(WORK TO COMPLETE):
Here are the records. Write out exactly the lines between the one holding "# spot one keypoint per instance of the cabinet shelf" and the one holding "# spot one keypoint per instance of the chair armrest", inclusive.

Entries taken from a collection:
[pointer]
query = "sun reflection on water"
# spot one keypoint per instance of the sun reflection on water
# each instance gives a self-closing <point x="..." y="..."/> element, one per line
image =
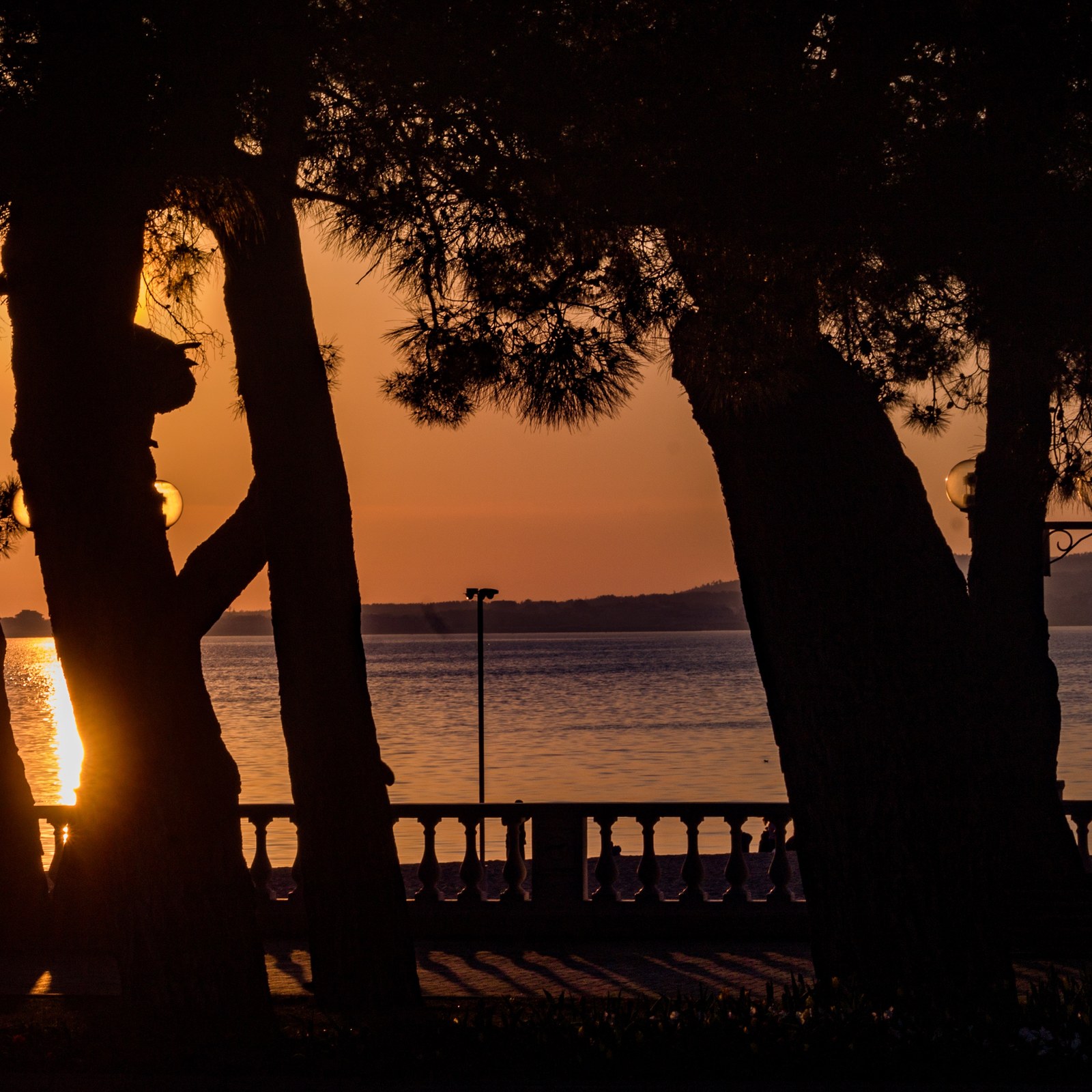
<point x="67" y="744"/>
<point x="43" y="720"/>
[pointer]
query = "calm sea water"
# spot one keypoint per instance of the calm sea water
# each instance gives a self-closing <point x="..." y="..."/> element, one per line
<point x="579" y="717"/>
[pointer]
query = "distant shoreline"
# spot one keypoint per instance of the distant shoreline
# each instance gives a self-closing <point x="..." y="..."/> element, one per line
<point x="715" y="606"/>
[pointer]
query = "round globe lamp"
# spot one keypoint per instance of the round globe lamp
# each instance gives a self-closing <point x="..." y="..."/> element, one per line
<point x="960" y="485"/>
<point x="172" y="505"/>
<point x="172" y="502"/>
<point x="19" y="511"/>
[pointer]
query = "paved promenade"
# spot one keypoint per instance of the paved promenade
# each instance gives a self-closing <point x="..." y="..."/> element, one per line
<point x="464" y="969"/>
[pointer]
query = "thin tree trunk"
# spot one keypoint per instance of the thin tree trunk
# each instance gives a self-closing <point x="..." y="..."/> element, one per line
<point x="153" y="872"/>
<point x="1021" y="713"/>
<point x="23" y="889"/>
<point x="859" y="616"/>
<point x="360" y="949"/>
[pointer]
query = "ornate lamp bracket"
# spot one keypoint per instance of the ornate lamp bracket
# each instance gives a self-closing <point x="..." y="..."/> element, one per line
<point x="1066" y="541"/>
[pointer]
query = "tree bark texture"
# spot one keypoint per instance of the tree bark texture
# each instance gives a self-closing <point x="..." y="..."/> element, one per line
<point x="23" y="889"/>
<point x="360" y="948"/>
<point x="860" y="622"/>
<point x="153" y="872"/>
<point x="1021" y="713"/>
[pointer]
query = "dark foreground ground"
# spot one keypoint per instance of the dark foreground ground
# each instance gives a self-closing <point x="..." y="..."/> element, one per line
<point x="573" y="1016"/>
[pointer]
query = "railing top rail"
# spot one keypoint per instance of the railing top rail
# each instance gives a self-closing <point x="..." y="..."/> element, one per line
<point x="627" y="808"/>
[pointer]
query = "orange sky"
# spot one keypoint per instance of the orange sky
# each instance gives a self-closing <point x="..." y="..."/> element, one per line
<point x="629" y="506"/>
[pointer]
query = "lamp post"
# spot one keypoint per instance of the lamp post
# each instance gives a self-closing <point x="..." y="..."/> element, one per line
<point x="480" y="594"/>
<point x="960" y="486"/>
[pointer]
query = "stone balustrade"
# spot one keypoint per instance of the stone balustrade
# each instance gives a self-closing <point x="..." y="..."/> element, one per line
<point x="558" y="888"/>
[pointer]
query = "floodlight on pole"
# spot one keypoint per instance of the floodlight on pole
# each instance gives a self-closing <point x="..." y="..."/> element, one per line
<point x="480" y="594"/>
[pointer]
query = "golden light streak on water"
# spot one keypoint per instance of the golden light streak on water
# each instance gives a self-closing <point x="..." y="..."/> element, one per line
<point x="66" y="743"/>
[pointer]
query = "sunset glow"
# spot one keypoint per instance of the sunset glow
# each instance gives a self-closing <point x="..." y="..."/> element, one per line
<point x="68" y="747"/>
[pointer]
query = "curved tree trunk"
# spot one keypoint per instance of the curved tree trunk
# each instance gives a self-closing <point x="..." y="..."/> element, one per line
<point x="153" y="872"/>
<point x="362" y="955"/>
<point x="860" y="620"/>
<point x="23" y="906"/>
<point x="1022" y="717"/>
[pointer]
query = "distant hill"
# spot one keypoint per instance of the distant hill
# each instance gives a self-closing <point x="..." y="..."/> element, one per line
<point x="27" y="624"/>
<point x="713" y="606"/>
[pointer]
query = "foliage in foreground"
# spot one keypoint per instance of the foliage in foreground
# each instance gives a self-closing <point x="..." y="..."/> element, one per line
<point x="1044" y="1037"/>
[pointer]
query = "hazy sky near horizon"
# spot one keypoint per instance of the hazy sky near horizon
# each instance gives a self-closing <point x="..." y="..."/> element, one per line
<point x="625" y="507"/>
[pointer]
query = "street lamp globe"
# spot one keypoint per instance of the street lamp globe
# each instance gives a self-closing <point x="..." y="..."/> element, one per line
<point x="20" y="511"/>
<point x="172" y="505"/>
<point x="960" y="485"/>
<point x="172" y="502"/>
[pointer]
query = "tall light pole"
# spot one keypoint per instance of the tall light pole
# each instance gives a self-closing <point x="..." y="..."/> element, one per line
<point x="480" y="594"/>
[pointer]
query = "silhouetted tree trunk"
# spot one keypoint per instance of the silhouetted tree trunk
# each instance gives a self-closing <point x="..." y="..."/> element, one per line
<point x="353" y="889"/>
<point x="860" y="620"/>
<point x="23" y="889"/>
<point x="1021" y="713"/>
<point x="153" y="871"/>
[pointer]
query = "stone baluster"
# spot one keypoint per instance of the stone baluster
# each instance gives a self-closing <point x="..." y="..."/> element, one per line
<point x="606" y="870"/>
<point x="648" y="871"/>
<point x="60" y="833"/>
<point x="471" y="873"/>
<point x="1081" y="819"/>
<point x="693" y="873"/>
<point x="298" y="865"/>
<point x="780" y="870"/>
<point x="429" y="872"/>
<point x="516" y="867"/>
<point x="261" y="871"/>
<point x="736" y="871"/>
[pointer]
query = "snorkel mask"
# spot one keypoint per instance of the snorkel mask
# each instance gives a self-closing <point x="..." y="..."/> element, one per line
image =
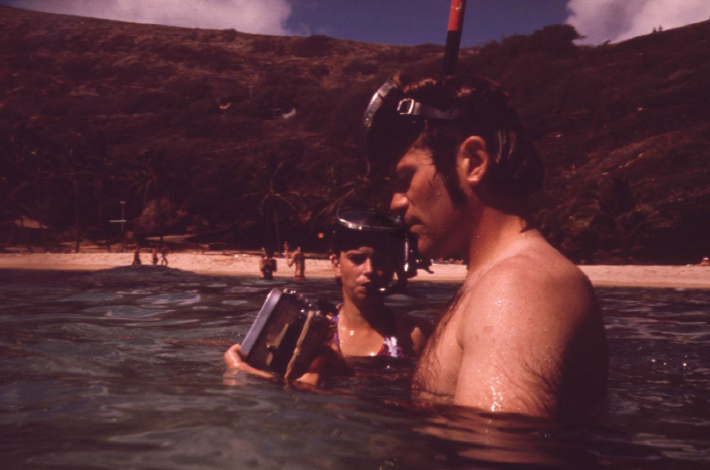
<point x="389" y="108"/>
<point x="388" y="230"/>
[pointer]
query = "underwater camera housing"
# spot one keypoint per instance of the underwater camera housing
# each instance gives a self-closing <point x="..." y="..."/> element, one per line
<point x="287" y="333"/>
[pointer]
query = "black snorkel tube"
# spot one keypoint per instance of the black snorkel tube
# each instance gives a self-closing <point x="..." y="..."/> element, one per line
<point x="383" y="226"/>
<point x="453" y="36"/>
<point x="409" y="108"/>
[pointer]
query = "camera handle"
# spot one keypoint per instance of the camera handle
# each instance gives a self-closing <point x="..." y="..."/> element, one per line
<point x="299" y="343"/>
<point x="413" y="262"/>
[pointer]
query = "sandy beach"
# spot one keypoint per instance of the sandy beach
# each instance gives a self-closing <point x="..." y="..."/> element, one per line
<point x="247" y="265"/>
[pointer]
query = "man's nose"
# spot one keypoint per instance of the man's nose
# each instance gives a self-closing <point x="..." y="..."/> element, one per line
<point x="399" y="203"/>
<point x="368" y="267"/>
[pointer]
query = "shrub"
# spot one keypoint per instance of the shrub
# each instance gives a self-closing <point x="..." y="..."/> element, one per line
<point x="314" y="46"/>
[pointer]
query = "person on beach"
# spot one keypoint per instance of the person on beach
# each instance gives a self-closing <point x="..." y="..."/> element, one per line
<point x="267" y="265"/>
<point x="137" y="256"/>
<point x="164" y="255"/>
<point x="523" y="334"/>
<point x="298" y="259"/>
<point x="364" y="326"/>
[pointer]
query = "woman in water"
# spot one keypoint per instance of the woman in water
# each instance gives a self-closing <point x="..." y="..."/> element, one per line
<point x="364" y="263"/>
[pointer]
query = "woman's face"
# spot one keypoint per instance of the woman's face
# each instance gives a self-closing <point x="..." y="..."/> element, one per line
<point x="363" y="271"/>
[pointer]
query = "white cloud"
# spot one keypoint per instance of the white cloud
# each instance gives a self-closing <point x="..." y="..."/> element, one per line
<point x="617" y="20"/>
<point x="250" y="16"/>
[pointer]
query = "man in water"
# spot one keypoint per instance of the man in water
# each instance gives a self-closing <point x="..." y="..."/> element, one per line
<point x="299" y="260"/>
<point x="523" y="334"/>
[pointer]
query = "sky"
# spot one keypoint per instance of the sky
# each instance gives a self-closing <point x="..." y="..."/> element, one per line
<point x="399" y="22"/>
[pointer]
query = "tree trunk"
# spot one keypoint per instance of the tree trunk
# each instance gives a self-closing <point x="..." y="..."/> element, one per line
<point x="278" y="235"/>
<point x="76" y="215"/>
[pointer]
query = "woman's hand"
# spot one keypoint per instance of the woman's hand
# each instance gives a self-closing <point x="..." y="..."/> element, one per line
<point x="235" y="365"/>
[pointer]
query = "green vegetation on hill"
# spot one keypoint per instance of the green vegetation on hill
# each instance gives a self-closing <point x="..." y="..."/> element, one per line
<point x="250" y="139"/>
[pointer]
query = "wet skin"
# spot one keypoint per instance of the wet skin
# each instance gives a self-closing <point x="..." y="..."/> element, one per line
<point x="523" y="334"/>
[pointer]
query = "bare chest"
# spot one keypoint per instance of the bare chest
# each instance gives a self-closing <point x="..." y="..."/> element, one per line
<point x="436" y="374"/>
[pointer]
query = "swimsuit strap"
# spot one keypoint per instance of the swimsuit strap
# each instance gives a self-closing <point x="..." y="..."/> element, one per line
<point x="390" y="345"/>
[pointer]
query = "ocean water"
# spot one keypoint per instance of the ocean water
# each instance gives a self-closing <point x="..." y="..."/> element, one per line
<point x="123" y="369"/>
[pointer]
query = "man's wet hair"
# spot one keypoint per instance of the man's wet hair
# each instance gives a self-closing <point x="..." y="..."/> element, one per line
<point x="516" y="169"/>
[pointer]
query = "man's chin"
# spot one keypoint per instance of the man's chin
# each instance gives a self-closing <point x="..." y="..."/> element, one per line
<point x="426" y="247"/>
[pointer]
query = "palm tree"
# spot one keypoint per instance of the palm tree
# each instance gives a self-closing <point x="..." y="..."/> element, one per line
<point x="275" y="201"/>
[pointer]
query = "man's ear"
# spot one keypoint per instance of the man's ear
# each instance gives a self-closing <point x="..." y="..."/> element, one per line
<point x="473" y="160"/>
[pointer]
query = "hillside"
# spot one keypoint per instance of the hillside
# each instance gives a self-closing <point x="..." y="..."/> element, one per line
<point x="249" y="138"/>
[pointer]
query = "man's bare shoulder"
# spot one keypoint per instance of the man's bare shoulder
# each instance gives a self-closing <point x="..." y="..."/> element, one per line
<point x="534" y="285"/>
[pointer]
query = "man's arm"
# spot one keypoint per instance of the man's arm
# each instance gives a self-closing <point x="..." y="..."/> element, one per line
<point x="516" y="332"/>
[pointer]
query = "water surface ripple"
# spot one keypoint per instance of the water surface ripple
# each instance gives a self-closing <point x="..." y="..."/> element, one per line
<point x="123" y="369"/>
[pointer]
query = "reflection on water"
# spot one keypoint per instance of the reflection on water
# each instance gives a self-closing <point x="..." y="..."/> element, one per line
<point x="122" y="369"/>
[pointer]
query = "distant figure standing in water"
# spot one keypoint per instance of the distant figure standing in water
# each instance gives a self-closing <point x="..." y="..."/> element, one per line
<point x="299" y="260"/>
<point x="267" y="265"/>
<point x="164" y="255"/>
<point x="137" y="257"/>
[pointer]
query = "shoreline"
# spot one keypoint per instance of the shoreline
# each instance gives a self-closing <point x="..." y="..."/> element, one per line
<point x="690" y="277"/>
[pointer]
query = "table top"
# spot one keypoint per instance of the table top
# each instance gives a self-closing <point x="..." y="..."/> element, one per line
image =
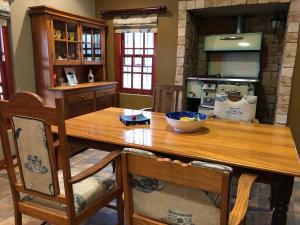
<point x="254" y="146"/>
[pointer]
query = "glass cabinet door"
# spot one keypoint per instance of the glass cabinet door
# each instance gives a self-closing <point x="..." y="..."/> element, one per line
<point x="66" y="42"/>
<point x="91" y="45"/>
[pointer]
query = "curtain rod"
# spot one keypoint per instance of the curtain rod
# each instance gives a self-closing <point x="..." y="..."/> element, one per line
<point x="160" y="9"/>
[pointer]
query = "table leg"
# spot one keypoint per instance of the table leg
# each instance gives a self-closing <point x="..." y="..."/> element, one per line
<point x="281" y="199"/>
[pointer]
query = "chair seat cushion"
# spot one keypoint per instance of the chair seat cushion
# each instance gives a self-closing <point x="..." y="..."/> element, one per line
<point x="85" y="192"/>
<point x="173" y="204"/>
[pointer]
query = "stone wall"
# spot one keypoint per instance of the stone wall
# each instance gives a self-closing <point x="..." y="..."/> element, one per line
<point x="278" y="52"/>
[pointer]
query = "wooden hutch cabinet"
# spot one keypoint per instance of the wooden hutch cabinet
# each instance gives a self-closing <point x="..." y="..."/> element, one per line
<point x="62" y="41"/>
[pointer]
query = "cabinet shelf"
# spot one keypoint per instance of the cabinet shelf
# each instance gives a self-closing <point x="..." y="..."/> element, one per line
<point x="53" y="55"/>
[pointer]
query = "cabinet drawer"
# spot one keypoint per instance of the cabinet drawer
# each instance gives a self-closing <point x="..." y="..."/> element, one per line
<point x="105" y="102"/>
<point x="104" y="92"/>
<point x="81" y="97"/>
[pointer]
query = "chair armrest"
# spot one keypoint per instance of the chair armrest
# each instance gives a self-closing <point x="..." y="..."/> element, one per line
<point x="239" y="210"/>
<point x="146" y="109"/>
<point x="95" y="168"/>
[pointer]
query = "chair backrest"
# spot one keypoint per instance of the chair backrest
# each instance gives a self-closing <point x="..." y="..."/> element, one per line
<point x="30" y="120"/>
<point x="162" y="191"/>
<point x="12" y="147"/>
<point x="166" y="98"/>
<point x="243" y="109"/>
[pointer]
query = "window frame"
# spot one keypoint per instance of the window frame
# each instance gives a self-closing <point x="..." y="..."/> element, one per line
<point x="120" y="54"/>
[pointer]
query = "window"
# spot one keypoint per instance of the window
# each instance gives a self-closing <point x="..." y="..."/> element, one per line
<point x="137" y="62"/>
<point x="6" y="78"/>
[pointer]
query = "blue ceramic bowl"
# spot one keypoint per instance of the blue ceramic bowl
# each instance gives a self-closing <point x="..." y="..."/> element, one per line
<point x="173" y="119"/>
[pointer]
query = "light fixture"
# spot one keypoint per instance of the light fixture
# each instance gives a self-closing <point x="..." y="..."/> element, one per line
<point x="278" y="21"/>
<point x="244" y="44"/>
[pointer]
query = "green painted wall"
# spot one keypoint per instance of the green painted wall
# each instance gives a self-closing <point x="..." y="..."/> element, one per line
<point x="166" y="44"/>
<point x="294" y="110"/>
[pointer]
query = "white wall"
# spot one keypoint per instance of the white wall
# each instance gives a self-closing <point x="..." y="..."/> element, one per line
<point x="22" y="52"/>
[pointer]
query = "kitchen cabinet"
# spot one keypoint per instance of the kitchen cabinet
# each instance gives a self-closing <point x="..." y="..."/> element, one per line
<point x="67" y="41"/>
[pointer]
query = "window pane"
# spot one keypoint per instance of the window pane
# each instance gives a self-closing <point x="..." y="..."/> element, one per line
<point x="127" y="61"/>
<point x="88" y="38"/>
<point x="138" y="51"/>
<point x="128" y="51"/>
<point x="127" y="69"/>
<point x="147" y="61"/>
<point x="147" y="69"/>
<point x="147" y="82"/>
<point x="149" y="40"/>
<point x="126" y="80"/>
<point x="149" y="52"/>
<point x="128" y="40"/>
<point x="137" y="61"/>
<point x="138" y="40"/>
<point x="137" y="81"/>
<point x="137" y="69"/>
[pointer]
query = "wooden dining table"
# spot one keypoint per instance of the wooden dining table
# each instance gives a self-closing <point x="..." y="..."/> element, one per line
<point x="266" y="150"/>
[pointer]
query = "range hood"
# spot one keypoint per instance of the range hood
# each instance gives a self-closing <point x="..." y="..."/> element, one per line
<point x="234" y="55"/>
<point x="234" y="42"/>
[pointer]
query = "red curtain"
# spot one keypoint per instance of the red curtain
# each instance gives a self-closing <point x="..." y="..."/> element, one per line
<point x="6" y="75"/>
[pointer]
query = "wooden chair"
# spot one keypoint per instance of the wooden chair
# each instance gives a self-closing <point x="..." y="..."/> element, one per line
<point x="159" y="191"/>
<point x="165" y="98"/>
<point x="11" y="143"/>
<point x="45" y="192"/>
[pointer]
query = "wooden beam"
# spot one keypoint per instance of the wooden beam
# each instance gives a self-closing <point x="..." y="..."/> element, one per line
<point x="159" y="9"/>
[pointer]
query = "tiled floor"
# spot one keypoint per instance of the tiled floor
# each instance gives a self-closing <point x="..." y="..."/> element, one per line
<point x="258" y="213"/>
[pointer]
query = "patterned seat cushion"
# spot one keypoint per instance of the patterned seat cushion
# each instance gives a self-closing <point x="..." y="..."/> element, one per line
<point x="85" y="192"/>
<point x="11" y="144"/>
<point x="175" y="204"/>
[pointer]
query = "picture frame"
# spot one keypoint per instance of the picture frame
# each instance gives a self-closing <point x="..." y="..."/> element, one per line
<point x="71" y="76"/>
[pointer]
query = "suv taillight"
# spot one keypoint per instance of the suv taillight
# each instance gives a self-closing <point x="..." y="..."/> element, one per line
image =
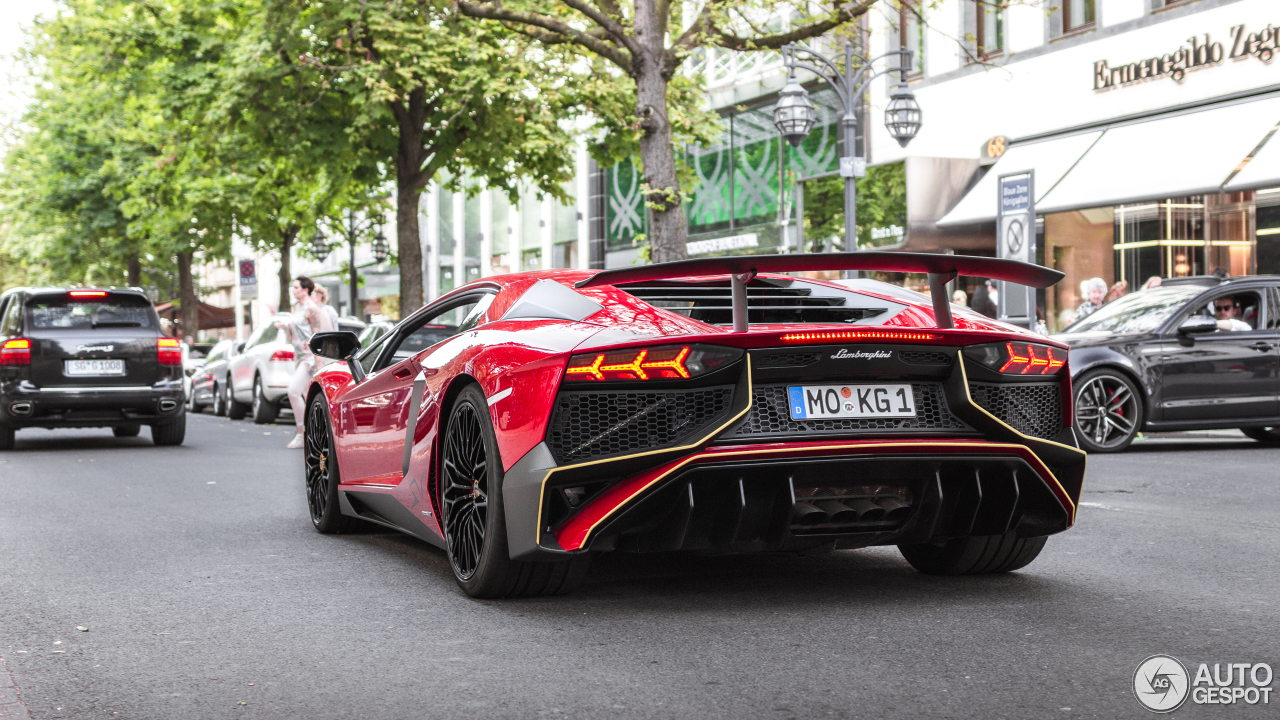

(COMPLETED EXERCISE):
# spot one keypoint per instance of the cabinet shelf
# each instance gives a self-closing <point x="..." y="..."/> element, one per line
<point x="53" y="55"/>
[pointer]
query = "cabinet drawer"
# spot one keypoint per instance of the cabinet drawer
# each instance gives a self-closing <point x="..." y="..."/> element, one per line
<point x="105" y="102"/>
<point x="104" y="92"/>
<point x="81" y="97"/>
[pointer]
query = "chair armrest"
# spot one keypoint per instance of the chair armrest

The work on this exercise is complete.